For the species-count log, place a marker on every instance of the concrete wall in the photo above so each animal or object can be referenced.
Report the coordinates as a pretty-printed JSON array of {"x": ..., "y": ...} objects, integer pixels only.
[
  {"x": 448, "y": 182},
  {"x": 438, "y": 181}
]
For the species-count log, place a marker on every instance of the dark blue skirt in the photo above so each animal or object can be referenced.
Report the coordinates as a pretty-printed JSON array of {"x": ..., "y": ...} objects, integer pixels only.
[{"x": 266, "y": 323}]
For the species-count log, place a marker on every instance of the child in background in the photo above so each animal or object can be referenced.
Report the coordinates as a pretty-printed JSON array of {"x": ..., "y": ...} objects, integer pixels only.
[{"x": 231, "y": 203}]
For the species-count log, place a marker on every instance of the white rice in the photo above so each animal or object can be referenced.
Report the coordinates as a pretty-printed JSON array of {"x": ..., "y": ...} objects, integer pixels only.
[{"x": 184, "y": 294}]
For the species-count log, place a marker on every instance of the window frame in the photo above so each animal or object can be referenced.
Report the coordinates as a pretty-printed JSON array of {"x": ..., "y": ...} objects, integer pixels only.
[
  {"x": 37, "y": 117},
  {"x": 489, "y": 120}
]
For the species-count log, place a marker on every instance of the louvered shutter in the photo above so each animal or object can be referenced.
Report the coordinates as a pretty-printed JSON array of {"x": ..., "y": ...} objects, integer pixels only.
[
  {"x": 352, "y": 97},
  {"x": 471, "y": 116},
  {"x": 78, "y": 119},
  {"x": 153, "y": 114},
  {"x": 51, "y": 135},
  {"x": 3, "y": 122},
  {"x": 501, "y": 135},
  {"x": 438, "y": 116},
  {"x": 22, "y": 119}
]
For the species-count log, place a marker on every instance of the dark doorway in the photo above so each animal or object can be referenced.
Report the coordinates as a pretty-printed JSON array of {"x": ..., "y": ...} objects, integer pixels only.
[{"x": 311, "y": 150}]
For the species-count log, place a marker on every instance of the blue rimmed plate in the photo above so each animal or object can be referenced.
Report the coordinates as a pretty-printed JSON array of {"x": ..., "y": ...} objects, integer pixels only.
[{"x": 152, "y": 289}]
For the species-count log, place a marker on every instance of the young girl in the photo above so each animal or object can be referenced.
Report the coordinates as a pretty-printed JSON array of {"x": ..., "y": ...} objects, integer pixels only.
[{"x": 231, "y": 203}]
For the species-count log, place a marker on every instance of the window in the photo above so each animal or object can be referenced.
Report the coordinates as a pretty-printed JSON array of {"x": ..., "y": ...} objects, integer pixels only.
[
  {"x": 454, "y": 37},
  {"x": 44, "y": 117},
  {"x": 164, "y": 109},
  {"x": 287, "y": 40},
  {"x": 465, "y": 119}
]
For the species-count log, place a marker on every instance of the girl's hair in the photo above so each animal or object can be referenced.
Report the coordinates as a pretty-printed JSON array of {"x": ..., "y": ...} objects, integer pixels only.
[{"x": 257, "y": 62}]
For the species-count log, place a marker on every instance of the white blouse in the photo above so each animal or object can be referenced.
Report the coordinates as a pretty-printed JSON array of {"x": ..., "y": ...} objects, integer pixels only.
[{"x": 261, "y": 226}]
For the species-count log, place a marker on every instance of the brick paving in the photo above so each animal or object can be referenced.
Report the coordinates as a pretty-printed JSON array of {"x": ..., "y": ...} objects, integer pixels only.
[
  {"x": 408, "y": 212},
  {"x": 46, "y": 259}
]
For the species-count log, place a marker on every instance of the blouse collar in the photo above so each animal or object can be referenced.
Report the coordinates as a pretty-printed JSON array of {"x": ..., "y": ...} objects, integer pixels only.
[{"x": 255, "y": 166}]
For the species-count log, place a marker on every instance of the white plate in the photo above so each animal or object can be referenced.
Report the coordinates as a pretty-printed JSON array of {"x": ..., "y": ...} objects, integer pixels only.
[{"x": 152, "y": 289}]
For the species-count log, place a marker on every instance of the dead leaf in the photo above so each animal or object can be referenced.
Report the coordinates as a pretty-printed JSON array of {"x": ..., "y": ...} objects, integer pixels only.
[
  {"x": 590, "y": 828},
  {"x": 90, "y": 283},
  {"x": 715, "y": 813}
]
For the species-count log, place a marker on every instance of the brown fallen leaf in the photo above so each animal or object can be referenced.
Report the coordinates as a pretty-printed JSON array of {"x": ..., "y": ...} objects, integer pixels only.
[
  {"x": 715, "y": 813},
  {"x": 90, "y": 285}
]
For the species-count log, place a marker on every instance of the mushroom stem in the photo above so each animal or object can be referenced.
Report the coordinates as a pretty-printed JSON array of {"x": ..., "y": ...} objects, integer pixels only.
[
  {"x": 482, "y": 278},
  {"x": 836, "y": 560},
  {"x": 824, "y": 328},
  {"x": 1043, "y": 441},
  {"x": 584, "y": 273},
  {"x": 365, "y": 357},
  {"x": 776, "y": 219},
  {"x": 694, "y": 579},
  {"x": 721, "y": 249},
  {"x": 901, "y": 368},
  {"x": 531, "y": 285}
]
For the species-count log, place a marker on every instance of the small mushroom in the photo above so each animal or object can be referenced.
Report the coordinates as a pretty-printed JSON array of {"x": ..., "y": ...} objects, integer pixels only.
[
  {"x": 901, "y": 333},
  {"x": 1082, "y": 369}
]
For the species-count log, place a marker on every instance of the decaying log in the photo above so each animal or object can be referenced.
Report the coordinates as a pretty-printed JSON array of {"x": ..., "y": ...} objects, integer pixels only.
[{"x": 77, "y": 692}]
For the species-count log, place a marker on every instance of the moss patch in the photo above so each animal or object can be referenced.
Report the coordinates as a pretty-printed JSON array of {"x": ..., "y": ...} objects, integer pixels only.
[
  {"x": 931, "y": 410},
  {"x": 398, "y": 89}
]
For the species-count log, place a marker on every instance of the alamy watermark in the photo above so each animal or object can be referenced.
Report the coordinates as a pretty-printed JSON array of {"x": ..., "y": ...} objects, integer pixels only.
------------------------------------------------------------------------
> _Task to complete_:
Give back every record exactly.

> _The answer_:
For the species-count log, place a marker on every instance of the concrete wall in the photo above so each animal or object can be referenced.
Report the coordinates as a pretty-printed JSON array of {"x": ..., "y": ...} objects, integer pixels only.
[
  {"x": 448, "y": 182},
  {"x": 438, "y": 181}
]
For the species-count log, place a marker on every instance of the dark blue skirt in the photo above so each animal or object can be referenced.
Report the coordinates as a pretty-printed JSON array of {"x": ..., "y": ...} objects, integer pixels only.
[{"x": 266, "y": 323}]
For the species-count log, place a marker on every instance of the child in background in the photo above so each animal or object can be referenced.
Report the coordinates as a pretty-printed JSON array of {"x": ..., "y": ...} objects, integer pixels only.
[{"x": 231, "y": 203}]
For the species-count log, place a marker on every instance of the white rice in the photo above so each animal or object can be referenced.
Report the coordinates as a pretty-printed JSON array of {"x": ..., "y": ...} objects, integer pixels only.
[{"x": 184, "y": 294}]
For the species-count log, place a marker on every instance of the window frame in the photo above so each animal or object can be referenced.
Report the coordinates as a pretty-printed JSON array of {"x": ..., "y": ...} objects, integer pixels only.
[
  {"x": 37, "y": 117},
  {"x": 489, "y": 120}
]
For the species-count log, place a marker on every instance of the louvered shutter in the photo above so each animal or object can be referenced.
Report the coordinates as a pretty-printed JSON array of {"x": ..., "y": ...} objects, integer pixels only.
[
  {"x": 352, "y": 97},
  {"x": 471, "y": 116},
  {"x": 78, "y": 119},
  {"x": 153, "y": 114},
  {"x": 51, "y": 135},
  {"x": 3, "y": 122},
  {"x": 501, "y": 135},
  {"x": 438, "y": 116},
  {"x": 22, "y": 119}
]
For the species-count log, place a marker on every instance of the dark doorway in the photo above so each animal or object can be referenced.
Report the coordinates as a pretty-printed JSON array of {"x": ..., "y": ...} objects, integer pixels only.
[{"x": 311, "y": 150}]
For the species-count log, place a marker on every instance of the blue rimmed plate in the photo above so each animal or object can be referenced.
Report the coordinates as a pretty-printed JSON array of {"x": ..., "y": ...} objects, integer pixels only.
[{"x": 152, "y": 289}]
For the species-count log, place a marker on every instance of the young girl in the photo above so each animal or object can be referenced.
Report the coordinates as a pretty-printed JSON array of {"x": ..., "y": ...} objects, integer pixels only.
[{"x": 231, "y": 203}]
For the species-count log, place a marker on every instance of the window in the photo above so each animal or object can be referenced.
Report the coordinates as a pretty-printed JSON array of {"x": ..., "y": ...} objects, integer pixels only.
[
  {"x": 454, "y": 37},
  {"x": 44, "y": 117},
  {"x": 164, "y": 109},
  {"x": 287, "y": 40},
  {"x": 465, "y": 119}
]
For the species-count log, place a marker on every instance of the girl's hair in the photo above so each animal or object can be referenced.
Report the coordinates as a pretty-printed JSON array of {"x": ..., "y": ...} objects, integer pixels only.
[{"x": 257, "y": 62}]
For the species-count log, place a marker on every instance of the white blouse in the photo above so each animal or object can be referenced.
Report the coordinates as a pretty-printed JSON array of {"x": ..., "y": ...} objects, integer pixels only.
[{"x": 261, "y": 226}]
For the species-count log, place a marker on every instance of the brick paving in the photo above so each animal or object can be referenced.
Report the coordinates as a pretty-printed JSON array of {"x": ..., "y": ...} objects, integer pixels only.
[
  {"x": 408, "y": 212},
  {"x": 46, "y": 259}
]
For the species-count log, place a marker on every instance of the blouse collar in the photo above so each animal or object can be referenced.
Report the coordinates as a pretty-printed JSON array of {"x": ..., "y": ...} objects, integer pixels only.
[{"x": 255, "y": 166}]
For the species-count log, place a marker on every instance of the white plate in the photo above so each animal or object can be referenced.
Report the coordinates as a pretty-printed JSON array of {"x": ..., "y": ...} objects, integer pixels only.
[{"x": 152, "y": 289}]
For the species-count log, place a marker on every instance of the dead leaf in the photo above so each animal or object can be referenced.
Report the coordinates as a pretty-printed JSON array of {"x": ..., "y": ...} objects, integer pixels only.
[
  {"x": 590, "y": 828},
  {"x": 90, "y": 283},
  {"x": 715, "y": 813}
]
For the species-count log, place a marker on every instance of the brown fallen leaf in the photo above so each animal or object can be referenced.
Report the coordinates as a pretty-printed JSON array of {"x": ..., "y": ...} objects, integer pixels only.
[
  {"x": 715, "y": 813},
  {"x": 90, "y": 285}
]
For the species-count log, place a marker on every instance of the mushroom stem in the photo above so each animal or object can be referenced.
Report the coordinates as a pretty-printed JSON array of {"x": ..., "y": ...} objects, integer pixels only.
[
  {"x": 482, "y": 278},
  {"x": 836, "y": 560},
  {"x": 824, "y": 328},
  {"x": 1043, "y": 441},
  {"x": 584, "y": 273},
  {"x": 365, "y": 357},
  {"x": 776, "y": 219},
  {"x": 694, "y": 579},
  {"x": 721, "y": 249},
  {"x": 901, "y": 368},
  {"x": 531, "y": 285}
]
For the species-count log, place a marker on every instance of the small mushroom in the photo above so each animal or object can be referenced.
Report the coordinates as a pretty-printed JSON array of {"x": ..., "y": ...} objects, integer pixels only.
[
  {"x": 901, "y": 333},
  {"x": 1082, "y": 369}
]
For the species-count log, place a marker on every instance of the decaying log in the photo above so each animal or object can be referenced.
Report the coordinates as a pretty-printed JSON array of {"x": ..., "y": ...} objects, integer pixels only.
[{"x": 77, "y": 692}]
For the species-count log, place a marker on every instance of the moss patch in the photo above so each animal or object can be referenced.
Report the coordinates as a pretty-printed JSON array of {"x": ..., "y": ...} objects, integer pixels only.
[
  {"x": 931, "y": 410},
  {"x": 398, "y": 89}
]
For the species-count log, place a marker on every instance of the alamy watermark in the photo above so each animal or object can be referenced.
Report the coordinates as a pretty-printed JSON array of {"x": ..., "y": ...} objects, integer pixels only.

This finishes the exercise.